Do this:
Convert every line of the items below into a JSON list of strings, one string per line, with blank lines dropped. Leave the pictures out of the list.

** begin **

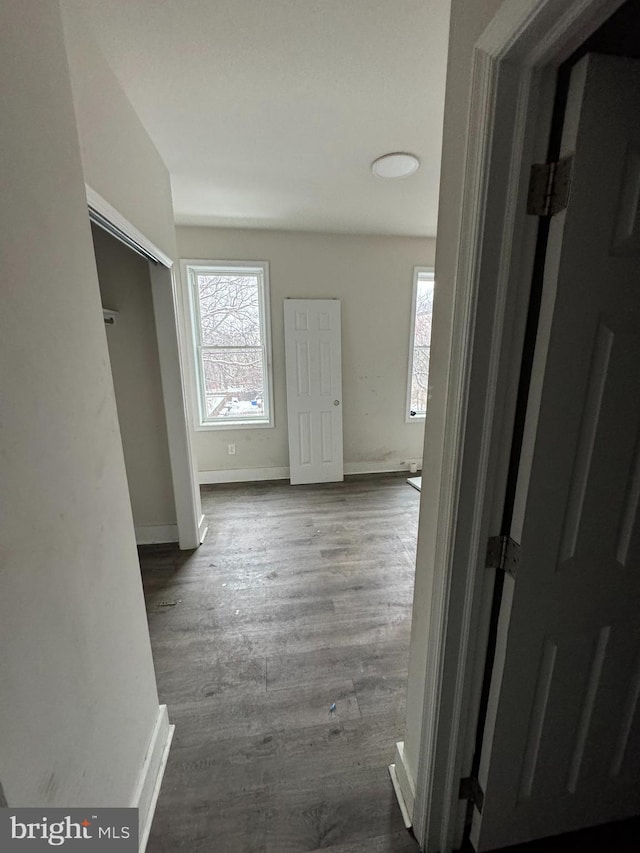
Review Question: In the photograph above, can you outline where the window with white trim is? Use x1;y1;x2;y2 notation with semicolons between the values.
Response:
183;261;273;429
407;267;434;421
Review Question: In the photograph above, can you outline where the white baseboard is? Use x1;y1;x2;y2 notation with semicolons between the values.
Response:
389;764;411;829
132;705;175;853
389;741;416;826
198;466;289;486
198;459;422;486
198;515;209;545
344;459;422;476
136;524;180;545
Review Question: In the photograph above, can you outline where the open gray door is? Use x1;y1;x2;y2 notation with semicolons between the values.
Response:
471;55;640;850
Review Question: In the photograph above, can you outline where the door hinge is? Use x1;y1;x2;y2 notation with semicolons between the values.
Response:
485;536;520;578
527;154;573;216
458;776;484;814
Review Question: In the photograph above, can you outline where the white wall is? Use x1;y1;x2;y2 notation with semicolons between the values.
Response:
177;227;434;471
62;0;176;258
405;0;502;804
0;0;158;806
91;226;177;541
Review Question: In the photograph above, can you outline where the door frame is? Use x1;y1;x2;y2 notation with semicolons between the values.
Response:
85;184;207;550
412;0;622;853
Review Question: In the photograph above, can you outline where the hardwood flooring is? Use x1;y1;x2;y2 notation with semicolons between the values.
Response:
140;475;420;853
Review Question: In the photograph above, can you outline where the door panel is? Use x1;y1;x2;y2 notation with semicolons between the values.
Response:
284;299;343;485
472;55;640;850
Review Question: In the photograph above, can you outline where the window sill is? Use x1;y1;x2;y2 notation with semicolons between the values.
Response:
196;420;275;432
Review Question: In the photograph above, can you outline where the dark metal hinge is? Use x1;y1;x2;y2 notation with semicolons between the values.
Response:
527;154;573;216
486;536;520;578
458;776;484;814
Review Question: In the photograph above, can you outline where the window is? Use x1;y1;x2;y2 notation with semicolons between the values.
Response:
407;267;434;421
183;261;273;429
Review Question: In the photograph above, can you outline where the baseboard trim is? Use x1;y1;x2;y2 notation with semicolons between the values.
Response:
344;459;422;476
198;459;422;486
136;524;180;545
389;764;411;829
132;705;175;853
389;741;416;826
198;515;209;545
198;466;289;486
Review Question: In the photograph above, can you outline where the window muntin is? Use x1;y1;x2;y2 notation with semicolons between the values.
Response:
407;267;434;421
186;262;273;429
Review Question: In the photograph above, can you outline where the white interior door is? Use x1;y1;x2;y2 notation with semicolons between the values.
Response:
284;299;344;485
472;56;640;850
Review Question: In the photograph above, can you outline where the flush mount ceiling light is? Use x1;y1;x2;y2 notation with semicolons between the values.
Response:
371;151;420;178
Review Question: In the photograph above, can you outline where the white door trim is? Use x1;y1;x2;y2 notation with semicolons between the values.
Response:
85;184;206;550
412;0;622;853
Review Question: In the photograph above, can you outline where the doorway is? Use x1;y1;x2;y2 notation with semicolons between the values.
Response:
91;224;178;545
86;186;207;550
400;0;640;851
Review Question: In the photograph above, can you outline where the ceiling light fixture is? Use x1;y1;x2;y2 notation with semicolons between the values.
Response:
371;151;420;178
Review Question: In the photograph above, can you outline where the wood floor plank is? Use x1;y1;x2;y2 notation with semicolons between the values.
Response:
145;475;419;853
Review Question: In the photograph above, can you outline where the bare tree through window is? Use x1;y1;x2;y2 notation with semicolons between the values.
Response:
409;272;433;415
191;267;268;423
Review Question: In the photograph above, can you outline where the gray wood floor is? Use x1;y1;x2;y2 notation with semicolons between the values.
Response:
140;475;420;853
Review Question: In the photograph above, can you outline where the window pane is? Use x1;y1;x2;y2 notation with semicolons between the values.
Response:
415;278;433;347
411;347;430;414
202;349;265;420
196;273;261;347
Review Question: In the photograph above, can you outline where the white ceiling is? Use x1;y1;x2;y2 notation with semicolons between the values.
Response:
65;0;449;236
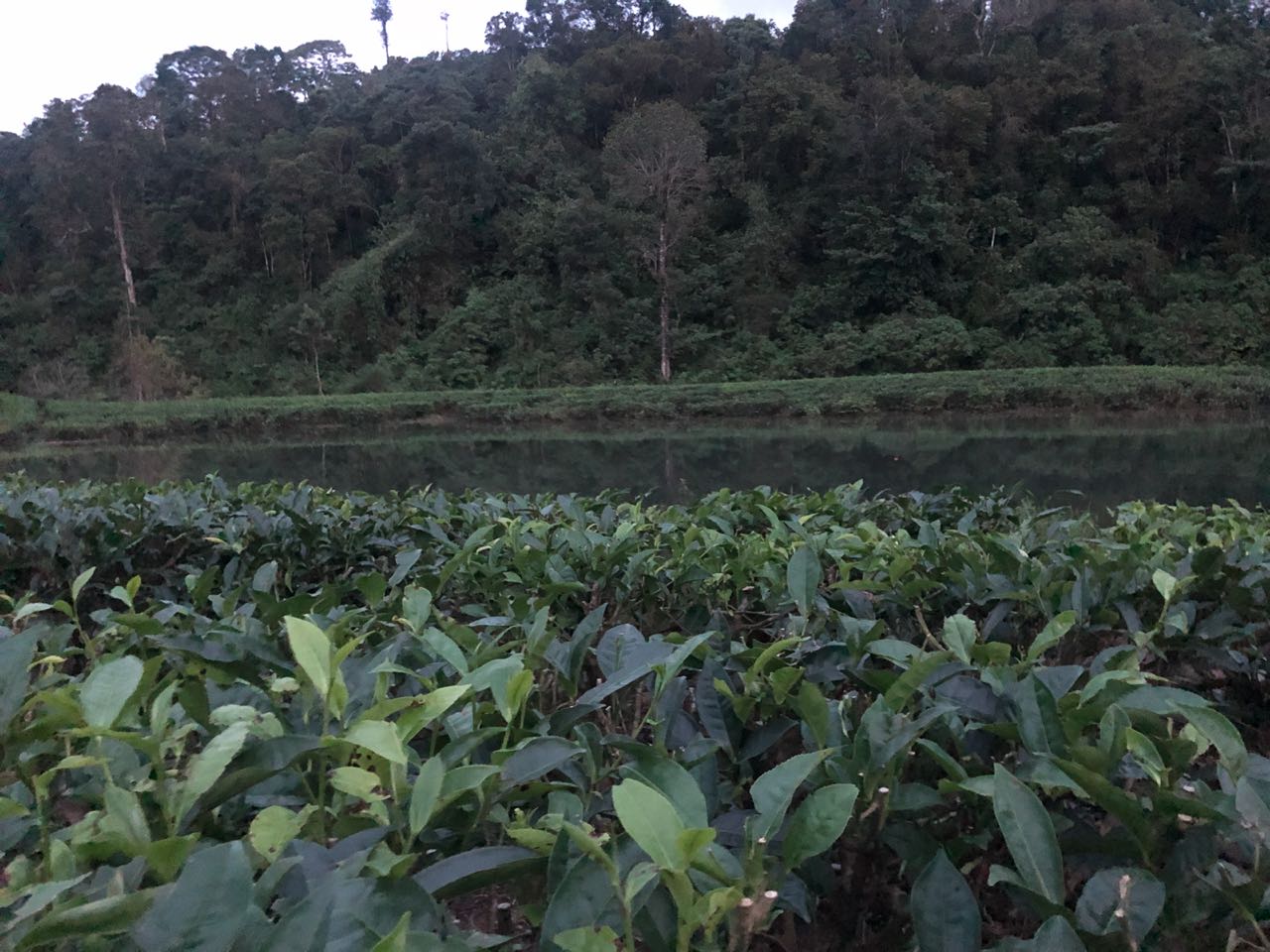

** end **

Result:
[
  "Review Question: In the photograph above, can you outline where the window with white trim is? Use x1;y1;x2;y2 notation with semicolons between the values.",
  "Response:",
  "183;261;273;429",
  "407;267;434;421",
  "Review Question: In the photograph above, can you outline where the white baseboard is? Use x1;y1;x2;y2 notation with semicolons between the values.",
  "Response:",
  "389;764;411;829",
  "132;705;175;853",
  "389;741;416;826",
  "198;466;289;486",
  "198;459;422;486",
  "198;515;209;545",
  "344;459;422;476",
  "136;524;180;545",
  "Review Question: In the photograph above, can you outline where the open gray door is? Use x1;y1;x2;y2 notation with semicolons between the values.",
  "Response:",
  "471;55;640;850",
  "Review Question: In the photograph above, can you outline where the door hinge is? Use x1;y1;x2;y2 notation with semicolons between the values.",
  "Response:",
  "485;536;520;578",
  "527;154;573;216",
  "458;776;484;814",
  "Review Question: In the photograph above, can you outline where the white wall is? Use x1;y1;x2;y2 notation with semicolons between the values.",
  "Response:",
  "177;227;434;471",
  "62;0;176;258",
  "405;0;502;804",
  "0;0;158;806",
  "91;226;177;541",
  "Review Question: In the photograph above, can you outline where the door frame is? Use x1;y1;x2;y2 notation with semicolons between the values.",
  "Response:",
  "85;184;207;550",
  "412;0;622;853",
  "Review Question: In the photograph above, can you outline where the hardwood flooring is? Use x1;y1;x2;y2 notation with semicolons between the values.",
  "Response:",
  "140;475;420;853",
  "Review Question: In the photograph above, can you outline where the door panel is? Use x1;y1;x2;y2 notation with semicolons between the values.",
  "Response:",
  "284;299;343;485",
  "472;55;640;850",
  "Review Question: In the photograph above, can you outline where the window sill is? Use x1;y1;x2;y2 notation with semicolons between the values.",
  "Response:",
  "196;420;275;432",
  "Review Question: In the photograph above, can you outline where the dark metal hinge is? Use x1;y1;x2;y2 notation with semicolons between the values.",
  "Response:",
  "527;154;573;216",
  "486;536;520;578",
  "458;776;484;814",
  "Review Question: In the photograph above, can you outline where the window is? Use x1;y1;x2;y2 notation with semicolons between the values.",
  "Response:",
  "407;267;434;421",
  "183;261;273;429",
  "Review Question: In the photograph above, can you outline where the baseboard trim is? Use x1;y1;x2;y2 notation with semicolons between the values.",
  "Response:",
  "344;459;422;476",
  "198;459;422;486",
  "136;524;180;545",
  "389;764;411;829",
  "132;705;175;853",
  "389;741;416;826",
  "198;515;209;545",
  "198;466;289;486",
  "Review Question: In the photograph above, can you outline where the window muntin is? Use x1;y1;x2;y2 notation with semicolons between the values.",
  "Response:",
  "407;267;434;421",
  "186;262;273;429",
  "Review Question: In the photograph above, can you outline where the white interior door is? Use x1;y1;x2;y2 notation with semicolons between the values.",
  "Response:",
  "284;299;344;485",
  "472;56;640;850",
  "Review Question: In the photograph above, can you outline where the flush mount ceiling light is? Use x1;y1;x2;y2 notation with semicolons between the values.",
  "Response:",
  "371;151;420;178",
  "Review Question: In the photograph above, can you outline where the white door trim is? Use x1;y1;x2;y2 notation with semicolons between the values.",
  "Response:",
  "85;184;206;550",
  "412;0;622;853",
  "Review Question: In the photograph above, can you outline where the doorway is? Use x1;y1;x2;y2 notation with semicolons between the values.",
  "Response:",
  "91;224;178;545",
  "86;186;207;550",
  "400;0;640;851",
  "Review Question: In the photograph above, can you outline where the ceiling light fixture is? Use x1;y1;x2;y2 notation with semicolons between the values.",
  "Response:",
  "371;151;420;178",
  "Review Question: In the photograph above, can you outline where the wood floor plank is? Use x1;y1;x2;y2 notation with semicolons between the values.",
  "Response:",
  "145;475;419;853",
  "Review Question: In the photograph above, can you outline where the bare tree through window is? Use x1;y1;x2;y2 notation with semicolons between the values.",
  "Response:",
  "409;272;433;415",
  "191;267;268;423",
  "Review Question: In the photograph above, can you outline where the gray wood floor is? Use x1;y1;x2;y2 notation with semicolons between the values.",
  "Response:",
  "140;475;420;853",
  "Review Question: In the photograph above, can you outline where the window pane is? Use x1;y1;x2;y2 notation with semicolons between the values.",
  "Response:",
  "415;278;433;347",
  "411;347;430;414",
  "202;349;265;420",
  "196;273;261;347",
  "Review Question: In the photograph above, can you outline where the white ceiling is? Use x1;y1;x2;y2 notation with semicolons between the values.",
  "Response:",
  "65;0;449;236"
]